* **Article**
Introduction
Elasticity is quite a buzz word these days: Elastic Cloud, Elastic Search, Elastic Database… Some do reflect the elastic nature of underlying products, some are just marketing tricks. Microsoft alone offers Azure Database Elastic Pool, Azure SQL Database with (or without) Elastic Tools, and Azure Elastic Data Warehouse.
In this article I’d like to take a closer look at some of the Microsoft cloud elastic solutions. To be able to evaluate how elastic they are, we need to define what we understand under elasticity. So let us, for the purpose of this article, define elasticity as an ability of a database to adjust to the load reasonably fast (and desirably, with little effort from us database administrators). Of course the adjustment should work both ways (for high and low load) – since it’s a cloud and we don’t want to pay for any under-utilized databases.
Azure Database Elastic Pool
I will not evaluate it here as it’s not much more than a marketing tool. It allows you to stretch your tier cost over a few databases but it won’t provide you more power. It still could be useful though, in that relatively rare case when you have a few databases that are never used simultaneously.
Azure SQL Database
With a single database obviously we are able to scale up and down only. For Azure SQL Database it means changing tiers. To evaluate it I came up with the following simple approach. I started with Standard 2 (S2, 50 DTU) and went up through Standard 3 (S3, 100 DTU) and Premium 2 (P2, 250 DTU) to Premium 6 (P6, 1000 DTU). I created a simple application to emulate e-commerce traffic to the extreme. That is the application in which the only function was to insert new customers, orders and, order items doing as few read operations as possible. Note that as you cannot avoid reads whatsoever, the application did the absolute minimum required: checking for customer and order existence and retrieving (once per session) customer and order details. On Figure 1 you can see the application workflow.
Also the application was able to run multiple threads to imitate multiple concurrent users. You can find the application and the SQL scripts here.
As a performance metric I chose the number of orders generated per second. The test consisted of increasing the number of threads running the user session emulator till the performance metric stalled. Once this point was reached, the Azure Database had been scaled up to the next tier. The number of threads running had been kept at the maximum during the transition and was dropped to zero after, to start over from scratch. During the test the DTU usage and prevailing waiting types had been monitored. The data is in the following table:
DTU | Max Orders/Sec | DTU Usage% | # of concurrent users |
50 | 47 | 100 | 50 |
100 | 60 | 100 | 60 |
250 | 140 | 55 | 200 |
1000 | 150 | 13 | 250 |
To illustrate the data I added a couple of charts. Figure 2 shows the relationship between the performance metric and the tier (measured in DTUs) and Figure 3 shows the relationship between the usage (%) and the tier.

* **Objective A**
Translate this sentence from the Azure elasticity article into Spanish: "As a performance metric I chose the number of orders generated per second."
* **Objective B**
Pull out each line of the records that contains the word "monitor".
The Azure elasticity article and the records come from unrelated sources.

* **Input for this task**
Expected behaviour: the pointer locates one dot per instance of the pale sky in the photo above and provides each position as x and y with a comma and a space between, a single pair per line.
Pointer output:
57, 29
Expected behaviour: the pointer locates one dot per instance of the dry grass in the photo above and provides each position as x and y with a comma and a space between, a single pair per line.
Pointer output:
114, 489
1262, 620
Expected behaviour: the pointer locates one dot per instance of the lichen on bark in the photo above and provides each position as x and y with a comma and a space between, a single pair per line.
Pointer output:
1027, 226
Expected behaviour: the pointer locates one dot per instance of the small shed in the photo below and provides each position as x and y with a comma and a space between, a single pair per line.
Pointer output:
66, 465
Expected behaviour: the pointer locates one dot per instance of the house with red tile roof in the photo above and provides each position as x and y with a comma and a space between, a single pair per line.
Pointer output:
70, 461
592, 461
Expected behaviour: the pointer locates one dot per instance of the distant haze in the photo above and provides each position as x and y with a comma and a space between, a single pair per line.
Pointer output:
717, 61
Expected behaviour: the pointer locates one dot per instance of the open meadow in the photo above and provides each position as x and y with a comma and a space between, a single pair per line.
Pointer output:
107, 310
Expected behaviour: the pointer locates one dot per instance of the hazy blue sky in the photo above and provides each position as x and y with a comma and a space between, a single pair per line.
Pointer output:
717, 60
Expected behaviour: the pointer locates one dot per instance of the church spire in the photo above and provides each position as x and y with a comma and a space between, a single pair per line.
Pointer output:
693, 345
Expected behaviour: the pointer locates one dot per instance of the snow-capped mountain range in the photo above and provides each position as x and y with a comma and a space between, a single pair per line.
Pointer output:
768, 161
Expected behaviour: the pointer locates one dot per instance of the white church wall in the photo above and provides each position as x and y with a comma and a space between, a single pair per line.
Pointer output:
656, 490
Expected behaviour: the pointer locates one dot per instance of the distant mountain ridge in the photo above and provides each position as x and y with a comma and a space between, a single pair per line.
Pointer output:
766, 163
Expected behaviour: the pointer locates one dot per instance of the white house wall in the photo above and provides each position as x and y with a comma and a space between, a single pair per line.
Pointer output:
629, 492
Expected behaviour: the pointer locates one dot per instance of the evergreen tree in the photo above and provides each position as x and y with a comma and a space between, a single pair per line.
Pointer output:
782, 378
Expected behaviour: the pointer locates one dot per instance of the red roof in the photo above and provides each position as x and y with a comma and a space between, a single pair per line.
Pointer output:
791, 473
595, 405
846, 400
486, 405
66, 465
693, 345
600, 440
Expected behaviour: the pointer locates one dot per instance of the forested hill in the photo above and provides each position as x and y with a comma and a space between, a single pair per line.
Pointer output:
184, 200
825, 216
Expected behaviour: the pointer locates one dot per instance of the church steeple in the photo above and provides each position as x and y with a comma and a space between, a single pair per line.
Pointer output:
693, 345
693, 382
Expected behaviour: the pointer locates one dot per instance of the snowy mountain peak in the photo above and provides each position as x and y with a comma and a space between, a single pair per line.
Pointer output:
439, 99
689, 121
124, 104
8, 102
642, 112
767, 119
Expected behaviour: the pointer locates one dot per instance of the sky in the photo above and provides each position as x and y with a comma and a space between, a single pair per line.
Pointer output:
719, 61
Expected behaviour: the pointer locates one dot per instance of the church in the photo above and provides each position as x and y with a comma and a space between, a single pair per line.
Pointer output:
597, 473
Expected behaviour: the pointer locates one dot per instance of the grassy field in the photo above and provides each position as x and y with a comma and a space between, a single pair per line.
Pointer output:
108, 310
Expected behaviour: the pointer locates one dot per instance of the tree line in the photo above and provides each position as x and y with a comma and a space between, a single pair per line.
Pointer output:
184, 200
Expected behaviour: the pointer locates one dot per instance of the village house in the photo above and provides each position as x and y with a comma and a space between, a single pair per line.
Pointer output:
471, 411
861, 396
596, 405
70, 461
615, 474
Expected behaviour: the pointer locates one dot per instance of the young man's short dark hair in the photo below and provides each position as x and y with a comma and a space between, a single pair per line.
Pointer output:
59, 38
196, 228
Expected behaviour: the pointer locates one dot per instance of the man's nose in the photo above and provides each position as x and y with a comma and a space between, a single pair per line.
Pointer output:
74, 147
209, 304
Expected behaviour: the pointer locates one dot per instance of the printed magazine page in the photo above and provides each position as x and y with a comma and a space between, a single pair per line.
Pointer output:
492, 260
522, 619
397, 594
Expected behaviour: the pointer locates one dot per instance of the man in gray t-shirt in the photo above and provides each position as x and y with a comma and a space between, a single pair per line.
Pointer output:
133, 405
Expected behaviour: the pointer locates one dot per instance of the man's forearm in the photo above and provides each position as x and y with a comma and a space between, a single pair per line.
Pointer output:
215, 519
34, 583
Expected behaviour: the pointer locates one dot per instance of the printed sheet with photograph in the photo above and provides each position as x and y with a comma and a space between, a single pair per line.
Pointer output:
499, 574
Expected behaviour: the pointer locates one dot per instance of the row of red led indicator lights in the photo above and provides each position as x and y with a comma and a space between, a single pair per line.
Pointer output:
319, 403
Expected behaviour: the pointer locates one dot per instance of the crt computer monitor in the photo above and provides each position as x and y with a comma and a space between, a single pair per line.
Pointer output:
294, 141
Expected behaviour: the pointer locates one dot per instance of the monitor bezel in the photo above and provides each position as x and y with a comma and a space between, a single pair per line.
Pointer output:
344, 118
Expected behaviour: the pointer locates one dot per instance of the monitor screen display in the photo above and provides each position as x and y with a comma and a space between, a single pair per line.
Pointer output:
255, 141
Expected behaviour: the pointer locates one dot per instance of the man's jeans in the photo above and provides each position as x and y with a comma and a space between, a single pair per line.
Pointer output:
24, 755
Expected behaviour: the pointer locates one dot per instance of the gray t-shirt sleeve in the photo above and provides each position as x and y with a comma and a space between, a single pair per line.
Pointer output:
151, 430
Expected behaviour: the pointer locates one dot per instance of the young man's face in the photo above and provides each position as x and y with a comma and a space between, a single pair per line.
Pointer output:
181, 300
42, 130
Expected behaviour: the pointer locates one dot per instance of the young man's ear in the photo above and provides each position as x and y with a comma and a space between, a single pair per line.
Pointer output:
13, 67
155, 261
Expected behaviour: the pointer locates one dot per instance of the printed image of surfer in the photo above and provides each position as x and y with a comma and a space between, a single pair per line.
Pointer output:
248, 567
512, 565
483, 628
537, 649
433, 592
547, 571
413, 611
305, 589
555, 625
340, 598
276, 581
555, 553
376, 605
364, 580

* **Output A**
Como métrica de rendimiento elegí el número de pedidos generados por segundo.

* **Output B**
Expected behaviour: the pointer locates one dot per instance of the crt computer monitor in the photo above and provides each position as x and y with a comma and a space between, a single pair per line.
Expected behaviour: the pointer locates one dot per instance of the monitor bezel in the photo above and provides each position as x and y with a comma and a space between, a single pair per line.
Expected behaviour: the pointer locates one dot per instance of the monitor screen display in the photo above and provides each position as x and y with a comma and a space between, a single pair per line.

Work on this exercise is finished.